§ THE PROBLEM
Reproduce only the material from the line with "of the blurred" to the line with "pixel 91 309", substituting "onlooker" for "spectator" and leaving everything else unchanged. Omit the pictures from the answer.

━━━━━━━━━━━━━━━━

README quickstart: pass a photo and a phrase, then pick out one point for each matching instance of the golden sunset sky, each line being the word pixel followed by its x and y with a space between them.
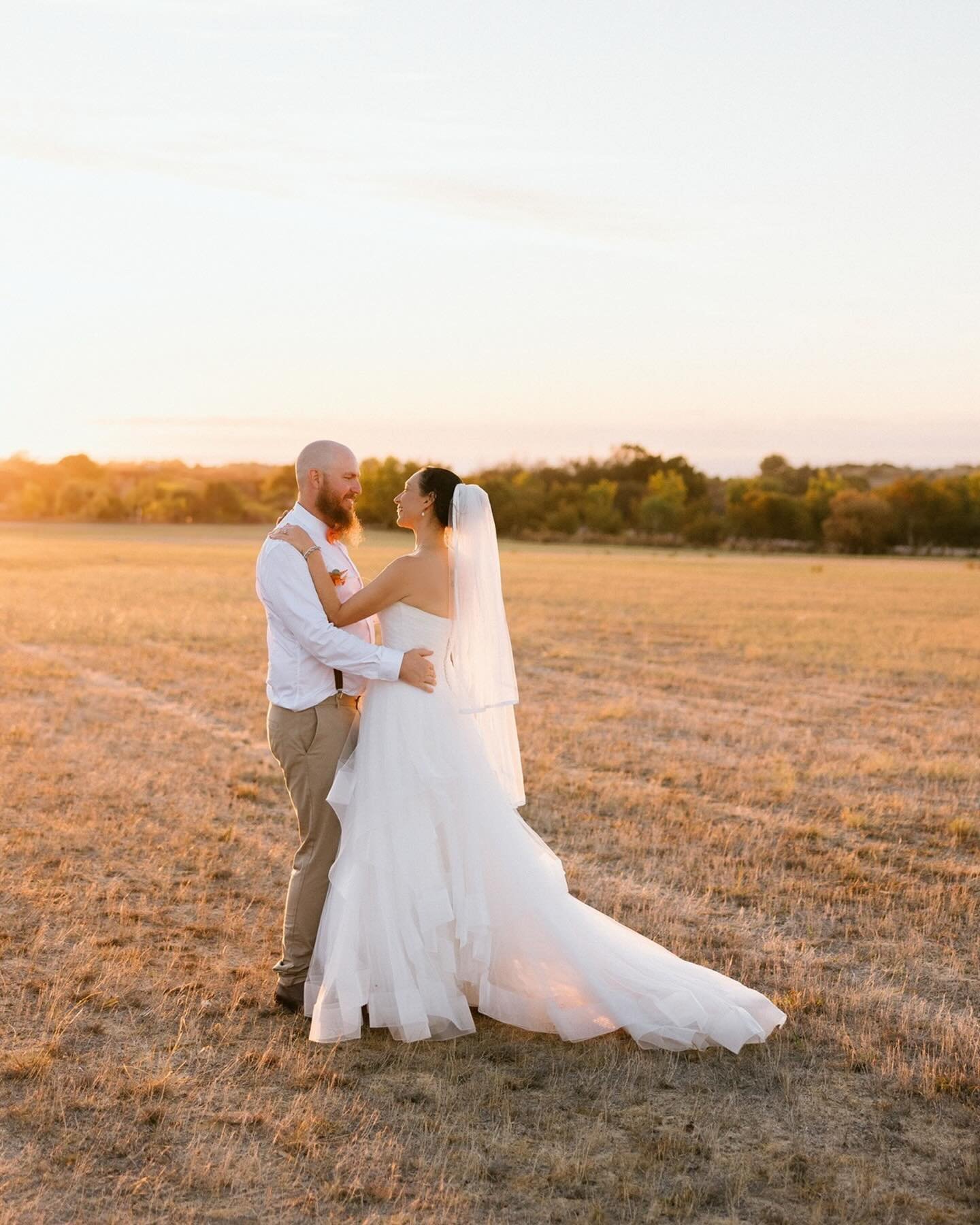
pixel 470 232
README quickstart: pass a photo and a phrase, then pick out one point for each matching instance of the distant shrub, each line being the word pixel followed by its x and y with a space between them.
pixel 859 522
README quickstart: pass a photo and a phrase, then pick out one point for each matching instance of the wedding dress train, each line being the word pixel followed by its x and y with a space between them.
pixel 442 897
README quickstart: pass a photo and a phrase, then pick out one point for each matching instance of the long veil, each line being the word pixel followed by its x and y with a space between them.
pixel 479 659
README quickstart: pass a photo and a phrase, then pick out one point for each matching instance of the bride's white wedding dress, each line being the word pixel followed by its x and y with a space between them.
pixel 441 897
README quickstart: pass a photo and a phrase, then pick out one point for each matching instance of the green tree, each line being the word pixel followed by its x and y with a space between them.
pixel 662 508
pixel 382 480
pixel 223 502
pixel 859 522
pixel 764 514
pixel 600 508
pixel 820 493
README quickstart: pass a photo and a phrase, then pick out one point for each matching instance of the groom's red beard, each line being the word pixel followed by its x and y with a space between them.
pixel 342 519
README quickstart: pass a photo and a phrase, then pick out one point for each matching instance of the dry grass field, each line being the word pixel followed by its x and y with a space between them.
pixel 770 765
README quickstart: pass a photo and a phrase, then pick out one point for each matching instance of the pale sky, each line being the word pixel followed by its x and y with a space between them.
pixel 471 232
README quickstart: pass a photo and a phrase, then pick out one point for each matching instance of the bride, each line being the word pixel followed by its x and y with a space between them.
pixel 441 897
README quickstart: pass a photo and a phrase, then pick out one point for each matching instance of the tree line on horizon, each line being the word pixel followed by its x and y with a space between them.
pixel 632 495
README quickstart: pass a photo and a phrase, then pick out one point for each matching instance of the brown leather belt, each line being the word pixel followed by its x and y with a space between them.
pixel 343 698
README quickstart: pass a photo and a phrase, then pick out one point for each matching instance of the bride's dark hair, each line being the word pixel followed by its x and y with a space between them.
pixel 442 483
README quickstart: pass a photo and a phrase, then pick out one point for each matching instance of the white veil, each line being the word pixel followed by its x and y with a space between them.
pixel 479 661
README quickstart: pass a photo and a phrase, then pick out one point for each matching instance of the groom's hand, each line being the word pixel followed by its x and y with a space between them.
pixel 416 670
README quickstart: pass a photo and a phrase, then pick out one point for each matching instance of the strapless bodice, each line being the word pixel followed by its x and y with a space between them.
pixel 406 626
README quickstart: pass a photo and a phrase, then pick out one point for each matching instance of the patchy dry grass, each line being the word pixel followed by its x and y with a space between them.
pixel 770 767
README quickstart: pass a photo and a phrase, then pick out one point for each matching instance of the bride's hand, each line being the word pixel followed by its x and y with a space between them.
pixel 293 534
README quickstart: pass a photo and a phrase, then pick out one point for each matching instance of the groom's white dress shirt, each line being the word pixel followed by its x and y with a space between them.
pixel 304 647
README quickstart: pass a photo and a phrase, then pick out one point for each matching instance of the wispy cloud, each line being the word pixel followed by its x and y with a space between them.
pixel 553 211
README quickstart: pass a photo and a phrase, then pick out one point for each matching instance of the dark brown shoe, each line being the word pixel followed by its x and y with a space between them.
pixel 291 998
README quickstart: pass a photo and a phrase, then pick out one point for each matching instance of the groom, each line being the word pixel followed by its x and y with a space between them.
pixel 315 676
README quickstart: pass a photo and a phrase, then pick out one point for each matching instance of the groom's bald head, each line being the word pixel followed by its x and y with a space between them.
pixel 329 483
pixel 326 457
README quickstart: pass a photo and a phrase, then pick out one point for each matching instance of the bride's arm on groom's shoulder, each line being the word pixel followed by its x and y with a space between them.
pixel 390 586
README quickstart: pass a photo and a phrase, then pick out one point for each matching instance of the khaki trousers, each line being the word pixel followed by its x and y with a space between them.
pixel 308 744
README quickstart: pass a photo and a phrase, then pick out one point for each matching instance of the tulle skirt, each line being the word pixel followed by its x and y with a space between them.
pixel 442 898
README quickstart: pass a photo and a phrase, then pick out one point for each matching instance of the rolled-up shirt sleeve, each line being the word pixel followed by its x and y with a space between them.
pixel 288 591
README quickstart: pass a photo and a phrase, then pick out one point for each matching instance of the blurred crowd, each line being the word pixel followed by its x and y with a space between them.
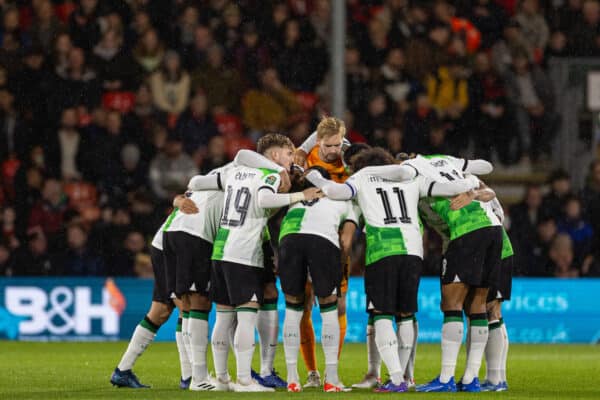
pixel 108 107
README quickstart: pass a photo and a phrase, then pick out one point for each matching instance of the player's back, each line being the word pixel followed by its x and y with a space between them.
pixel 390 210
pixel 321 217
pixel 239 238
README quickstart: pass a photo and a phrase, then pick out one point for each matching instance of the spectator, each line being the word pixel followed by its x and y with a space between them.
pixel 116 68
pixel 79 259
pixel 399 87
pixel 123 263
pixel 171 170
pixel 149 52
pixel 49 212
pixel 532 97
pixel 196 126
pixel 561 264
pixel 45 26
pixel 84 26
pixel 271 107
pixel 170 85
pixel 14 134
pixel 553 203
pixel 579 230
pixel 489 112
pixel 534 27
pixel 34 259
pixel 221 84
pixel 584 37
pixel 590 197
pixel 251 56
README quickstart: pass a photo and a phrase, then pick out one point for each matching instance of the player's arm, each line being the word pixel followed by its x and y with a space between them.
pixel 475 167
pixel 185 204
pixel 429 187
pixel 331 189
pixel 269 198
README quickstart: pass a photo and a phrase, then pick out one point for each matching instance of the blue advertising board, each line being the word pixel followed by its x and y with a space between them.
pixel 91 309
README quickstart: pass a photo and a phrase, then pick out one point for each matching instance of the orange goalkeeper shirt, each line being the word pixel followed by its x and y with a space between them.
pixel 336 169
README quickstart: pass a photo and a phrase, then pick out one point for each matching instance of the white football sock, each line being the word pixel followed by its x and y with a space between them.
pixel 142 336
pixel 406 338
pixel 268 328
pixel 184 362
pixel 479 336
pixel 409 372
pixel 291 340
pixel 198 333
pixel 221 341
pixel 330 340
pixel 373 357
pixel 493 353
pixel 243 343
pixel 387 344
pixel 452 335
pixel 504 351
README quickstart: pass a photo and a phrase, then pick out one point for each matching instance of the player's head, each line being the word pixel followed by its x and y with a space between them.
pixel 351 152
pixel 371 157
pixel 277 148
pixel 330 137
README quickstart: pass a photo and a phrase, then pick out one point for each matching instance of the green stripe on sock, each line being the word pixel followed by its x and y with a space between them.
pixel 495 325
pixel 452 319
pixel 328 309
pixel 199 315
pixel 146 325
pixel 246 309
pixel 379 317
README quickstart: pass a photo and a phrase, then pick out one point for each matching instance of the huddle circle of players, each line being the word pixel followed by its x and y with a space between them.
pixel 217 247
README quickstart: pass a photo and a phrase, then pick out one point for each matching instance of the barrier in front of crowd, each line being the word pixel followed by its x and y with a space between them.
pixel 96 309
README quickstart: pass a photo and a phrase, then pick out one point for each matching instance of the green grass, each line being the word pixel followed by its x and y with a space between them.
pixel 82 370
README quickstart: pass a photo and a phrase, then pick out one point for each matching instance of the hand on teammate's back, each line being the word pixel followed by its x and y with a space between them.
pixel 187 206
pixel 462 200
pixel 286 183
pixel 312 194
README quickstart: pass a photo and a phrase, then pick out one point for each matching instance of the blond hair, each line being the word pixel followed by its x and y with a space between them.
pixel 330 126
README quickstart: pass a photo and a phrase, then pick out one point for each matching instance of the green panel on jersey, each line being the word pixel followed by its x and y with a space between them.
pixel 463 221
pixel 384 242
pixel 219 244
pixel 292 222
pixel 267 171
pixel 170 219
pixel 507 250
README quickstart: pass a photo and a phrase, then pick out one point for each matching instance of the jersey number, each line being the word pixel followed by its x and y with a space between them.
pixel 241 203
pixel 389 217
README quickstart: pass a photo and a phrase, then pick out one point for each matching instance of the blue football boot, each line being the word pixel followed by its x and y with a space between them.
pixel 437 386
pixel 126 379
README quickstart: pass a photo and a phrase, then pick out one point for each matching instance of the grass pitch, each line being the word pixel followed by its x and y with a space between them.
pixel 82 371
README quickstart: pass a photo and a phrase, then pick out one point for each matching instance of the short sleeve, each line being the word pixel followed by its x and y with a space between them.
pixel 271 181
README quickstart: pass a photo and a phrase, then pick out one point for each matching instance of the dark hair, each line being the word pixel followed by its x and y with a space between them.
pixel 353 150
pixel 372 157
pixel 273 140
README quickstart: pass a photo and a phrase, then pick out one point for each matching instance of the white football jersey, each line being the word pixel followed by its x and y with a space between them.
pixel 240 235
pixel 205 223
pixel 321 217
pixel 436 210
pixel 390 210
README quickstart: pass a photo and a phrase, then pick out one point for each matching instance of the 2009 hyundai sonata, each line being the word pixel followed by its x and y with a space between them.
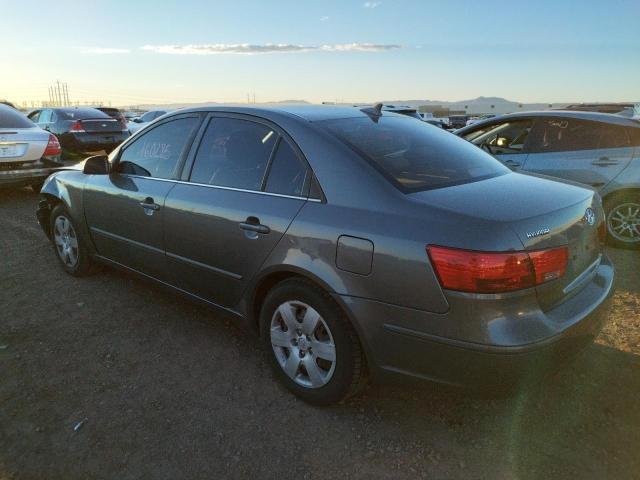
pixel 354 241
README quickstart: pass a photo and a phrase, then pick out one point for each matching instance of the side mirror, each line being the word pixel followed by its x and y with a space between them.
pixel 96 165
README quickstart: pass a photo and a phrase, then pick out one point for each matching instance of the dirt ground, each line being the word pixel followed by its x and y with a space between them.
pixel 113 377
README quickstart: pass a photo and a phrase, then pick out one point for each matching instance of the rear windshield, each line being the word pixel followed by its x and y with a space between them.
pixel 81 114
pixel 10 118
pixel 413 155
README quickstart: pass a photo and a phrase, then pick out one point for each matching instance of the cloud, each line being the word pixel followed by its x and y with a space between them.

━━━━━━━━━━━━━━━━

§ FULL ANSWER
README quickstart: pass a photo and a phrase, then pick out one point for each matching instance of the blurred crowd, each line being the word pixel followed by its x and y with a space between them.
pixel 108 107
README quickstart: pass a photo and a phrase, then pick out one point for each matching instance of the player's back, each line being the word pixel followed by its x and y with a space between them.
pixel 390 210
pixel 321 217
pixel 239 238
README quickstart: pass a photo and a phrase, then pick out one point for each matching instance of the onlooker, each line being the word pixel followed by its x and y with a space between them.
pixel 116 68
pixel 79 259
pixel 399 87
pixel 123 263
pixel 171 170
pixel 149 52
pixel 49 212
pixel 532 97
pixel 196 126
pixel 561 264
pixel 45 26
pixel 84 26
pixel 271 107
pixel 170 85
pixel 14 134
pixel 553 203
pixel 579 230
pixel 489 112
pixel 534 27
pixel 34 259
pixel 221 84
pixel 584 37
pixel 590 197
pixel 251 56
README quickstart: pass a photo and a phrase, then pick out one point for each matching instance of the player's arm, each line being the word pixel followed by its x and y with a space between them.
pixel 475 167
pixel 185 204
pixel 429 187
pixel 331 189
pixel 269 198
README quickstart: pass a photo and a phrase, then pick out one point for each matching instance of the blue advertising board, each line being the word pixel followed by its x and y with a space between them.
pixel 91 309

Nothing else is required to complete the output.